[The request]
Leave out the pictures and copy each record below exactly.

[Material for this task]
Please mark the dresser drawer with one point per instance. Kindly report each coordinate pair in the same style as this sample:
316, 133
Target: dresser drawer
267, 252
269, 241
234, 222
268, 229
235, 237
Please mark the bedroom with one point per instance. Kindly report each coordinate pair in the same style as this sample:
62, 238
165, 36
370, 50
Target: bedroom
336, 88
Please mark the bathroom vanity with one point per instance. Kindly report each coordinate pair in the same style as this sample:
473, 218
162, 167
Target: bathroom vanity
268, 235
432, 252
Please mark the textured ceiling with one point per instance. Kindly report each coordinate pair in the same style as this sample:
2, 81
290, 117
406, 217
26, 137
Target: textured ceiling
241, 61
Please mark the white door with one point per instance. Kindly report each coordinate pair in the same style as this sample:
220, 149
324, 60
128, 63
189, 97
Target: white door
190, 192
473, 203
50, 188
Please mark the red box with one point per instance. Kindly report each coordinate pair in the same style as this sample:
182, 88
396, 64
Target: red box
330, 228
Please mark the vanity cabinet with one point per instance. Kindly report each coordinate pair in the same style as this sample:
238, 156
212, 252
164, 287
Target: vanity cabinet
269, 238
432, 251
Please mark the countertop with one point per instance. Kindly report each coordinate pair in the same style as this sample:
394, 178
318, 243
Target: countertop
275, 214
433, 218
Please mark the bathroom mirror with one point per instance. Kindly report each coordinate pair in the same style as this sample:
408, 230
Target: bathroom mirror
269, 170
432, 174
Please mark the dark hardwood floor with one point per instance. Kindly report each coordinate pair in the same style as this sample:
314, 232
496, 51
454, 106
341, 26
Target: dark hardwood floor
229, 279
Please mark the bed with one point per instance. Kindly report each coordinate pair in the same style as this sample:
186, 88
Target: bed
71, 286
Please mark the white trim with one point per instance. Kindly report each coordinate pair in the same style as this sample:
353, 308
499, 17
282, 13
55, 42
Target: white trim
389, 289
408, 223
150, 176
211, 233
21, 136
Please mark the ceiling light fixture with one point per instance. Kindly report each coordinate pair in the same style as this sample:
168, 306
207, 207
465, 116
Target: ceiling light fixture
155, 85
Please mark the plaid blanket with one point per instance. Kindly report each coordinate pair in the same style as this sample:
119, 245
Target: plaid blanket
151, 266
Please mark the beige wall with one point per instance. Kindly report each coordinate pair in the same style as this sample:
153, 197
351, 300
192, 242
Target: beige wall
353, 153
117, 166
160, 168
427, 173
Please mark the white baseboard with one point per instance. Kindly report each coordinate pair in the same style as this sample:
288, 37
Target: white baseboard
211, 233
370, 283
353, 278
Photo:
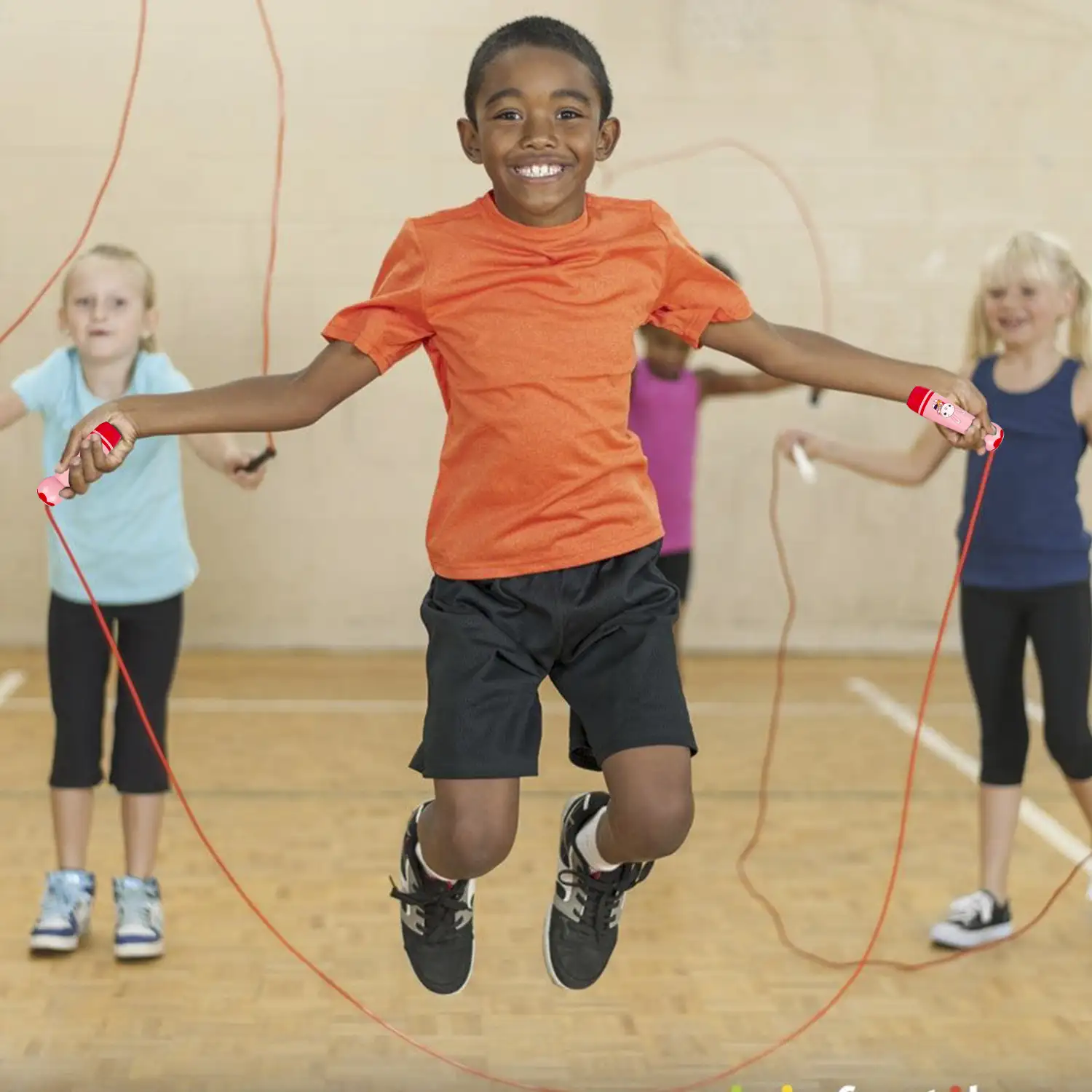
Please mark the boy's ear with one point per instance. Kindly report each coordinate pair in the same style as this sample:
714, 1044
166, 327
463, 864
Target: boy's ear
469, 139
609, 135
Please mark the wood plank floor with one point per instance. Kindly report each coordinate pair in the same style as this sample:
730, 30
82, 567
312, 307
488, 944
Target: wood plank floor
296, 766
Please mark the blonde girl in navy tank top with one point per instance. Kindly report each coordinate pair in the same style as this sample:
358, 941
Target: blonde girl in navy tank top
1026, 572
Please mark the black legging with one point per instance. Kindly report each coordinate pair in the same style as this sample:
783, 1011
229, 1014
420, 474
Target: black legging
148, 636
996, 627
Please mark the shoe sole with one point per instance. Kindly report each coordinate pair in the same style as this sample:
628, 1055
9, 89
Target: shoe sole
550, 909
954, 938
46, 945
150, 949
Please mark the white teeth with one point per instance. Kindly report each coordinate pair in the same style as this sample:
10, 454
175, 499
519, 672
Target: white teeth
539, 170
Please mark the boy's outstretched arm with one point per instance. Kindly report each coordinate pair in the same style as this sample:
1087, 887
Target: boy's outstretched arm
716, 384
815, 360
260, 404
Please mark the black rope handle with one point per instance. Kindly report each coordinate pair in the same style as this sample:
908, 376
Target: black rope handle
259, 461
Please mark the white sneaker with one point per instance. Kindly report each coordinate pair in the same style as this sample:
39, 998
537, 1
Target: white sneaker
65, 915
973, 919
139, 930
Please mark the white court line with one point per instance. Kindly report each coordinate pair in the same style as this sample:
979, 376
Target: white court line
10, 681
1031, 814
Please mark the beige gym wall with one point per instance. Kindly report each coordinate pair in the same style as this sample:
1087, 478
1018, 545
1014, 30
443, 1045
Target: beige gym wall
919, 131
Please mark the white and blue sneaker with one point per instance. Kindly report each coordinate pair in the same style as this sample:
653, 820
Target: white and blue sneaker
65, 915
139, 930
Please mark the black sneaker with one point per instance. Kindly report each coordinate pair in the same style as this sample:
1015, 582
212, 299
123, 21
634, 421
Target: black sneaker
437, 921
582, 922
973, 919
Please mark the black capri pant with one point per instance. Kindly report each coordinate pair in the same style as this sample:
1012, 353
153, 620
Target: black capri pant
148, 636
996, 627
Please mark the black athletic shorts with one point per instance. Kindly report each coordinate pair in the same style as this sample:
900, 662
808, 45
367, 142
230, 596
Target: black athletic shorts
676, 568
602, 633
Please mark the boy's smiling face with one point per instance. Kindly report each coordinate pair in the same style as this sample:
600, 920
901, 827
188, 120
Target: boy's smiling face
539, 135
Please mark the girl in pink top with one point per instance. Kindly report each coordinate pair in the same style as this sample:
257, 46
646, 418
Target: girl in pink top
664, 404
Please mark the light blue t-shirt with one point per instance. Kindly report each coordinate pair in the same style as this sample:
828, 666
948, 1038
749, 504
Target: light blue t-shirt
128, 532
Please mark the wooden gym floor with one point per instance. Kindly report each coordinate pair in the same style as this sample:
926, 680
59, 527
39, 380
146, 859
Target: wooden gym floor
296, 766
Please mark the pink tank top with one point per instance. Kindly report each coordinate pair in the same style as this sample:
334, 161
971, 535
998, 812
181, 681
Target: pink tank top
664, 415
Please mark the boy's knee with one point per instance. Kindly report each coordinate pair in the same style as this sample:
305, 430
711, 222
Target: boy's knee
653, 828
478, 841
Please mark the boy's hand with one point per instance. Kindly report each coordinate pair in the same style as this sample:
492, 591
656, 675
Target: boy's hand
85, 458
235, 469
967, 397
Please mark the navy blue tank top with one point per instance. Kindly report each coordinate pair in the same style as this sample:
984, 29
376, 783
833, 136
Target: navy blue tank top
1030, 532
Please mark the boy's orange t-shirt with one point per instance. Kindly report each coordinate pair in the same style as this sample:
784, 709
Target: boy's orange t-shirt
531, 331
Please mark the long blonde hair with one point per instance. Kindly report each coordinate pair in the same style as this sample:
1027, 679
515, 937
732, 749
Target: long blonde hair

[Exercise output]
Please mark the dresser drawer with one point per instance. Kindly report each coordinate pair in the same style as this sample:
316, 133
Target: dresser drawer
267, 252
269, 241
234, 222
268, 229
235, 237
Please mark the bedroom with one point per instance. Kindly report each coordinate pair in the same style as this sample:
62, 238
165, 36
370, 50
Target: bedroom
336, 88
Please mark the bathroom vanity with one point per instance. Kindly report each coordinate pair in the same style as this sample:
473, 218
162, 167
Target: bathroom vanity
268, 235
432, 252
Please mark the textured ceiling with one point per instance. Kindly report each coordinate pair in the same style as this sample:
2, 81
290, 117
406, 217
26, 137
Target: textured ceiling
241, 61
Please mark the white door with one point per instance. Kindly report each coordinate pair in the same style as this sample:
220, 149
324, 60
128, 63
189, 97
Target: white door
190, 192
473, 203
50, 188
Please mark the red box with one point per instance. Kindly report each coordinate pair in the same style as this sample:
182, 88
396, 64
Target: red box
330, 228
Please mark the vanity cabinet with one point per instance. Kindly report each coordinate pair in the same style as this sample:
238, 156
212, 252
164, 287
Target: vanity cabinet
269, 238
432, 251
Please mark the countertop with one point per instance. Kindly report each coordinate pair in the same style as this sample:
394, 178
318, 243
Target: countertop
275, 214
433, 218
Please mark the bathroom mirror with one point per instance. Kindly report each coordinate pair in the same style as this sample:
408, 230
Target: bathroom mirror
269, 170
432, 174
Please mark the dark hardwood floor with one point per instance. Kindly report each coordinate pair in the same style as this sample:
314, 232
496, 51
454, 106
341, 26
Target: dark hardwood floor
229, 279
Please mark the bed with one point per instance. Kindly report each coordinate pair in the same style as this sample:
186, 88
Target: bed
71, 286
Please mark the white trim with one point per instance. Kindly report each coordinate pair in the same style as this sample:
353, 308
499, 17
282, 13
55, 42
Target: white trim
389, 289
408, 223
150, 176
211, 233
21, 136
Please mark the ceiling light fixture with one point per instance. Kindly report each coordinate pair in the same style as this sample:
168, 306
207, 207
465, 116
Target: ceiling light fixture
155, 85
Please mark the plaid blanket with one point per instance. Kindly report each coordinate pair in the same style as this sample:
119, 245
Target: plaid blanket
151, 266
Please mark the beige wall with one point per instance. Kindly report each coordinate pair in the same style as this sample:
153, 197
351, 300
192, 242
Target: beige wall
353, 153
117, 166
160, 168
427, 173
Please mark the white baseboard with one point per instance. Kindly report each coordinate pair in the same style as this sample:
288, 37
Target: white baseboard
211, 233
370, 283
353, 278
Photo:
Please mark the boy's ear with one point per instance. Kindly report each coordinate pair in the same style as this sample:
714, 1044
166, 327
463, 864
Target: boy's ear
469, 139
609, 135
Please mark the wood plank floor with one point per instance. Kindly report each coordinate pair in the same style as this sample:
730, 30
82, 567
312, 307
488, 944
Target: wood plank floor
296, 766
Please mark the blonde girl in navy tank top with one point per instance. Kindly report each coordinate pair in the same style as this sample:
358, 941
Target: blonde girl in navy tank top
1026, 572
Please mark the black legging with one point per instance. Kindly report each coordinate pair in the same style as this sample:
783, 1011
229, 1014
420, 474
Target: black legging
148, 636
996, 627
Please mark the shoe sole with one point per instance. Kindly report each coordinate pair in the same style as this sample:
628, 1055
9, 89
Target: shoe sole
550, 909
954, 938
46, 945
150, 949
Please mark the white teeth with one point per instance. Kindly report each coordinate pair in the same style as this sample:
10, 454
175, 499
519, 672
Target: white teeth
539, 170
Please mark the boy's outstretched arm with one point per instance. Kindly report each coordinate pair in the same style as this sample:
1087, 887
Target: boy's outstretched arm
716, 384
815, 360
260, 404
Please mark the black rope handle with one point per instance. Kindly report each coordinate pair in the same style as this sample:
908, 376
Target: black rope handle
259, 461
Please mark the white sneaker with one point per instance. Kindly report each coordinate pair in the same style as this sample:
39, 998
537, 1
Target: white sneaker
65, 915
973, 919
139, 930
Please mark the white court line with one point per instance. Kindly report each coordinate pair in the same style as this sample:
979, 376
Target: white court line
10, 681
1031, 814
Please mark the beige gym wall with one point per instance. Kindly report each coordinate pair in the same style as this sample:
1087, 478
1018, 545
1014, 30
443, 1045
Target: beige gym wall
919, 131
Please mark the white and blue sneaker with one point per instance. Kindly report each coordinate pair in the same style as this sample:
653, 820
Target: white and blue sneaker
65, 915
139, 930
Please mark the black sneaker with one point per instance. Kindly report each coordinate pair in the same style as this sample:
1015, 582
212, 299
123, 21
634, 421
Target: black sneaker
437, 921
582, 922
973, 919
Please mark the black capri pant with one point per instance. Kindly report each coordinate pair in the same style as this sample:
1012, 353
153, 620
Target: black capri pant
148, 636
996, 627
Please mark the black athletic shorts with one point per instance. Kindly report each coordinate pair in the same style as this sample:
900, 662
808, 45
367, 142
230, 596
Target: black athletic shorts
676, 568
602, 633
Please mark the boy's smiling face with one point per instance. Kindly report each coordinate pair in the same style as this sample:
600, 920
901, 827
188, 120
Target: boy's smiling face
539, 135
Please mark the girl in pink top with one point per instance. Kindly report each coordinate pair in the same style as this sample:
257, 46
646, 418
Target: girl in pink top
664, 404
Please mark the light blue t-shirt with one point per instance. Kindly report each coordinate pair in the same style as this sample:
828, 666
948, 1038
749, 504
Target: light blue t-shirt
128, 532
Please mark the wooden gym floor with one point per instance. Kindly report each coordinate pair in the same style as this sample:
926, 680
59, 527
39, 380
146, 859
Target: wooden gym floor
296, 766
Please mark the pink tank top with one point per instance. Kindly report each coordinate pair in the same style as this sample:
334, 161
971, 535
998, 812
181, 681
Target: pink tank top
664, 415
Please mark the boy's knee with one point per instance. Kindly report each coordinate pair in the same style as this sample:
305, 430
711, 222
Target: boy's knee
653, 828
478, 841
Please mark the boy's hand with one point per instance. Kindly report each coordinate pair in the same style as this sample:
492, 591
656, 675
Target: boy's hand
85, 458
235, 469
967, 397
Please mark the navy blue tank top with one point per instance. Kindly report each coordinate pair in the same style as this sample:
984, 29
376, 783
833, 136
Target: navy blue tank top
1030, 532
Please mark the boy's orange t-shirt with one point per instance. Kindly report each coordinate pair in the same style as this sample:
784, 709
Target: boy's orange t-shirt
531, 331
Please mark the long blonde hair with one point per instance. Kindly report each coordinate pair in the same style as this sample:
1027, 679
515, 937
732, 749
Target: long blonde hair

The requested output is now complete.